Work instructions
Substitute "Italian" for every "Russian" in the forum thread on operas drawn from books, and give the thread between "I don't think" and "solid they are...", inclusive.

Reading passage
# Gorki and Pushkin, etc



## myaskovsky2002 (Oct 3, 2010)

The wrote many stories that were used by Rimsky-Korsakov, Moussorgsky, Tchaikovsky, Cui...Just Russian guys.

Christmas eve: Glogol ===> Rimsky-KOrsakov (Christmas eve), Tchaikovsky (Cherevichki)
Sorotchinksy Market : Gogol ====> Moussorgsky, same title
Gogol: May night: Rimsky-Korsakov: same title
Pushkin: Pugatchov revolte: Tchaikovsky: Mazeppa
Pushkin: Boris Godunov: Moussorgsky: same title
Pushkin: The queen of spades===< Tchaikovsky : same title (in Russian the dame of pique)
Pushkin: Eugene Onieguin; Tchaikovsky: same title
Pushkin: the feast during the plague; Cesar Cui: same title.
Pushkin: Ruslan and Ludmila: Glinka: same title
Dostoyevsky: the gambler: Prokofiev and Shostakovich: same title
Dostoyevsky: the house of the dead: Leos Janacek: the same title.
Gogol: the nose; Shostakovich: the same title

and many others


You can see how solidly Russian operas are based in good books...



Martin Pitchon, at your service.


:tiphat:


----------



## Jean Christophe Paré (Nov 21, 2010)

Verdi's Othello based on Shakespeare.
Puccini's La Bohème based on Henri Murger.
Countless Fausts

Etc. etc. etc.

I don't think it is only the case for Russian operas.


----------



## myaskovsky2002 (Oct 3, 2010)

*Of course*

Of course not.

I was just speaking about *Russian opera,* because many people don't know how solid they are...

Maybe this thread is not worth...I'm sorry.


----------



## Huilunsoittaja (Apr 6, 2010)

Some Russian Composer should have written an opera to Anna Karenina... but I guess War and Peace was done


----------



## myaskovsky2002 (Oct 3, 2010)

Anna Karenina? Of course Rodion Schredrin...His wife was a ballerina well connected the guy wasn't really talented. Maya Plisetskaya.

http://www.shchedrin.de/shchedrin_index_e.htm

War and peace...well who doesn't know this wonderful opera by your beloved composer...S.P.

LOL

Martin

P.S. I can't stand Leon Tolstoi


----------



## Huilunsoittaja (Apr 6, 2010)

myaskovsky2002 said:


> War and peace...well who doesn't know this wonderful opera by your beloved composer...S.P.
> 
> LOL
> 
> ...


Well (this will bother you ) I actually don't like opera _that_ much, only orchestral parts.

I'm in the middle of reading War and Peace, but it's gonna take a while to get through it. I'm too busy to just read a little even.


----------



## myaskovsky2002 (Oct 3, 2010)

*Voina y Mir*

War and peace is an opera you have to listen many times in order to like it. It is a wonderful opera. About reading War and peace (Voina y Mir)...it is a real waste of time. Tolstoi goes too slowly...and the story is well known anyhow....Every hero has his 1812! LOL.

Question of tastes...

Martin....


----------

Record extracts

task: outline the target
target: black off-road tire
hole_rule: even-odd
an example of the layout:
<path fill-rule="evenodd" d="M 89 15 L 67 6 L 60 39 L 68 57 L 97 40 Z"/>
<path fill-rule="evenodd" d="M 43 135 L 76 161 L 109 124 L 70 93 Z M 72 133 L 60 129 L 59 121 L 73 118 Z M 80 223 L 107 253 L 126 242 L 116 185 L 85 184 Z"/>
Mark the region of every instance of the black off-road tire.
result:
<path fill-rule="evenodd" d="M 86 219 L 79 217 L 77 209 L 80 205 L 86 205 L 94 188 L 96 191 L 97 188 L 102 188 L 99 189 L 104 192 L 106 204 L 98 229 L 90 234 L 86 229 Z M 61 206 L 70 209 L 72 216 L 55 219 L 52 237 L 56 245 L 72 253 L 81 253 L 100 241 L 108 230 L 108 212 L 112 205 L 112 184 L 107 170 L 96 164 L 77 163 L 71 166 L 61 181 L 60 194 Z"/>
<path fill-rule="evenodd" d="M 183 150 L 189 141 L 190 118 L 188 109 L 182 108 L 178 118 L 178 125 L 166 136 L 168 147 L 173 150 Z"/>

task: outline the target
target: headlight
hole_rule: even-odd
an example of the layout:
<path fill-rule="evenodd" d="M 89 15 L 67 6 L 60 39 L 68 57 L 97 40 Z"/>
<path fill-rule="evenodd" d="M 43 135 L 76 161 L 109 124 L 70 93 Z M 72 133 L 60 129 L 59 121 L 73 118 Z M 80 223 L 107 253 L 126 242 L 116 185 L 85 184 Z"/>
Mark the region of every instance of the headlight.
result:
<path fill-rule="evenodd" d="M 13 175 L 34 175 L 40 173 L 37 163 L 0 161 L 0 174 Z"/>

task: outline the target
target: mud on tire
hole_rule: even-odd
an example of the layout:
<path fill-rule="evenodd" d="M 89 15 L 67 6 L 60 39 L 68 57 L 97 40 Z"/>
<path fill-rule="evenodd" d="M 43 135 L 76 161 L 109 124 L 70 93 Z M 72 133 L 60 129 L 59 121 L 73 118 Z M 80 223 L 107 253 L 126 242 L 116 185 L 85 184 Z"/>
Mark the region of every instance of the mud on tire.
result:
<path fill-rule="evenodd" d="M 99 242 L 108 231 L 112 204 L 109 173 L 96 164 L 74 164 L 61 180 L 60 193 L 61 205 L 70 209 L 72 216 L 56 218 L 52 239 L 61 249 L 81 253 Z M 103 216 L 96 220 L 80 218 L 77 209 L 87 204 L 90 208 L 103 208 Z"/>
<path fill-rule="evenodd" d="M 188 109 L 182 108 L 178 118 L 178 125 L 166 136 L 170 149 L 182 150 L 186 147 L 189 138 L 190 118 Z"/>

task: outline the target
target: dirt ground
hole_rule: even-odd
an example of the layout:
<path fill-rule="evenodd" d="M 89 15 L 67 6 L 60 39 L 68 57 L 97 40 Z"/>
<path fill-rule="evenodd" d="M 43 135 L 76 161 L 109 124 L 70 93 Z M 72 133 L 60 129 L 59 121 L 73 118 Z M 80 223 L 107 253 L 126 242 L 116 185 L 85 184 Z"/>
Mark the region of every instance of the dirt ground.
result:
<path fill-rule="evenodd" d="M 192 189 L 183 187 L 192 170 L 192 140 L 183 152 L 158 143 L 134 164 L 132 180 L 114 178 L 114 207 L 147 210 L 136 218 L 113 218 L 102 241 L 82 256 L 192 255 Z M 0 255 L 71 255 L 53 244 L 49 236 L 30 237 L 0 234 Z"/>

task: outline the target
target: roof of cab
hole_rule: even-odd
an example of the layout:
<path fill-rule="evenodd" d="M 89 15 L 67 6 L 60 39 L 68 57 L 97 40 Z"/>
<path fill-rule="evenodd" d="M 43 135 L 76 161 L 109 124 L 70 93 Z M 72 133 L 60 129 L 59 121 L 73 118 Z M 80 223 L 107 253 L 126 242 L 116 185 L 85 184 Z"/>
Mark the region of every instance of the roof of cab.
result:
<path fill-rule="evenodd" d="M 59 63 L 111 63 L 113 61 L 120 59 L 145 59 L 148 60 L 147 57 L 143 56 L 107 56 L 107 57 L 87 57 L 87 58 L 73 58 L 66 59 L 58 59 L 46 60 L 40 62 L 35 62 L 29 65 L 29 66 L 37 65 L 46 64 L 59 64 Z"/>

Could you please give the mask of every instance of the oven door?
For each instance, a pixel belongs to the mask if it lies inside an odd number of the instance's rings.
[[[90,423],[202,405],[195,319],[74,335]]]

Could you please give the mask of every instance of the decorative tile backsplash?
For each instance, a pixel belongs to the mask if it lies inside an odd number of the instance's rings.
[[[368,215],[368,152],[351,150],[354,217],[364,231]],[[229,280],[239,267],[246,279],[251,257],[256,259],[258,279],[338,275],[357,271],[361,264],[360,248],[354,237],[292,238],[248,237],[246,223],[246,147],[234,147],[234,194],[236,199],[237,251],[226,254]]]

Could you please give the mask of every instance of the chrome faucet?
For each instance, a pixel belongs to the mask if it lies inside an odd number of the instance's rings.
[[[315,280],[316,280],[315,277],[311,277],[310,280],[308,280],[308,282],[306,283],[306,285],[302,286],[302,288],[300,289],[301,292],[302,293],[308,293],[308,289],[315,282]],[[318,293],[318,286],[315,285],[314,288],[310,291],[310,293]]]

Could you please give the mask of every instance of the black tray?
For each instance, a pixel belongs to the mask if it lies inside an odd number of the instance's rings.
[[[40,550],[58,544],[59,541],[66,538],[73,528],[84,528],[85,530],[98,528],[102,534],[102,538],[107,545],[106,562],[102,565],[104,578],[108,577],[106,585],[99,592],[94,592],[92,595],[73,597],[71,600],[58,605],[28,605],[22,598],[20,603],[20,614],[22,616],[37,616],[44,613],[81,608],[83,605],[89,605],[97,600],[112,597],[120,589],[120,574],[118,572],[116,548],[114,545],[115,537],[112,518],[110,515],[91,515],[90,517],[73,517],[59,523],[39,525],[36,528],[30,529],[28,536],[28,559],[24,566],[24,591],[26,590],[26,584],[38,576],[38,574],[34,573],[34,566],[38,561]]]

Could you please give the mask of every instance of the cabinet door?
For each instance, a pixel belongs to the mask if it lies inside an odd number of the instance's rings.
...
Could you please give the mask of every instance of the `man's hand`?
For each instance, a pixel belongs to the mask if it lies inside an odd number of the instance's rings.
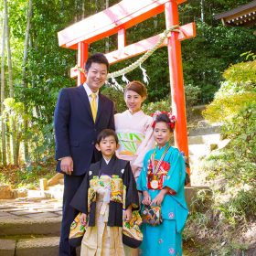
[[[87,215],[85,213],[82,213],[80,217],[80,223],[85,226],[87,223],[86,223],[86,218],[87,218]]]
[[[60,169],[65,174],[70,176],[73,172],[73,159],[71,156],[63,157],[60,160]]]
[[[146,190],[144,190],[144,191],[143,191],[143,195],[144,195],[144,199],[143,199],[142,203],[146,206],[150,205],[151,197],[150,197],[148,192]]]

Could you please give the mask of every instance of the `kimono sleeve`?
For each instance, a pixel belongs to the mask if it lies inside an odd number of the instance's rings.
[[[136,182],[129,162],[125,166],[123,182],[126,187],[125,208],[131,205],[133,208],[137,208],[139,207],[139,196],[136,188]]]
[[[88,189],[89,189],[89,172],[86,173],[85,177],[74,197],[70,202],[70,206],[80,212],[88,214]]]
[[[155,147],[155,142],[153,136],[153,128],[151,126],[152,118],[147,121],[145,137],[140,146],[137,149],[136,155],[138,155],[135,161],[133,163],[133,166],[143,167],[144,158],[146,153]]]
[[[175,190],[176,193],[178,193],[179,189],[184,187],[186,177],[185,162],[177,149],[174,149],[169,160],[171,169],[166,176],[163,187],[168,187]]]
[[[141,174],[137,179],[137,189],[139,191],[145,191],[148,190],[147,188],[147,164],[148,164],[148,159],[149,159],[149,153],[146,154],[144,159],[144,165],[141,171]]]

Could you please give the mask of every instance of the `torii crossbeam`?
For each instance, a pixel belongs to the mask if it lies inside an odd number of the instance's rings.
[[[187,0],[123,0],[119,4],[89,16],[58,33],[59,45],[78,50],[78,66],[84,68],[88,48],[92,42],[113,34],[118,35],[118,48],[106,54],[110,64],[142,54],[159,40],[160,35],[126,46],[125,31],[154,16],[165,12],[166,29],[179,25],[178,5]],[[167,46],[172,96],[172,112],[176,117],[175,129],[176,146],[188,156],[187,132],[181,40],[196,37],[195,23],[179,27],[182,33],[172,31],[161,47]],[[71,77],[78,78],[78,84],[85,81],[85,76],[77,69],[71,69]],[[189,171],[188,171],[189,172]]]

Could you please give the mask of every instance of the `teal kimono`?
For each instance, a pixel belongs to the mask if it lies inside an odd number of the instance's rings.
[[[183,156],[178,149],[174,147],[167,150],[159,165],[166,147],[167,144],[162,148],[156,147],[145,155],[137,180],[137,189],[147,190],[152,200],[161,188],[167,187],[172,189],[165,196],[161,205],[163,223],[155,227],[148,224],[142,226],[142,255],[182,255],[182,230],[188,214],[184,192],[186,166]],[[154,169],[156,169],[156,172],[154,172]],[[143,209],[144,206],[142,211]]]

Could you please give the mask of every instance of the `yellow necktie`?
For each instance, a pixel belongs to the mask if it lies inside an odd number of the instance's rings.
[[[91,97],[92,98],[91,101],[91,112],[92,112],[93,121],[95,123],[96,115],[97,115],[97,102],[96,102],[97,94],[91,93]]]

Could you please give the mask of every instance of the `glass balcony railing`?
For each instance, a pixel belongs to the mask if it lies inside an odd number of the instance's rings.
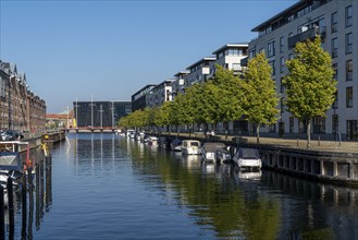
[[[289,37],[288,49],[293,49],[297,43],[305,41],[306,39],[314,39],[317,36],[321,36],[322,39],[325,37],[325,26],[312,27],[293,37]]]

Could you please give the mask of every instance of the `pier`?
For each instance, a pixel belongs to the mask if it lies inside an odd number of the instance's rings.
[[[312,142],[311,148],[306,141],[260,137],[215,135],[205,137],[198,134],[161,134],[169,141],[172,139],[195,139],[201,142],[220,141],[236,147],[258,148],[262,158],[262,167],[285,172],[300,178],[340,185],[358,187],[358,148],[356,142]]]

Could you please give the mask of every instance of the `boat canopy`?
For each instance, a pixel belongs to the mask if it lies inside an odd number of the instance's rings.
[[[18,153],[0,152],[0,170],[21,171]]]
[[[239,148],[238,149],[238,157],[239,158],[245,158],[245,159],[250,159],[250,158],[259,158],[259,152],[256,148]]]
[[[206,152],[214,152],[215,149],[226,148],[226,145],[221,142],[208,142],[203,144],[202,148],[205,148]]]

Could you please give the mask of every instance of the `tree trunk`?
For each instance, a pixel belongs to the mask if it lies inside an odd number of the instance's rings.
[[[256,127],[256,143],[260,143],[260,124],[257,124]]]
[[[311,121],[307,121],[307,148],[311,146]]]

The solution
I don't think it is only the case for Italian operas.


----------



## myaskovsky2002 (Oct 3, 2010)

*Of course*

Of course not.

I was just speaking about *Italian opera,* because many people don't know how solid they are...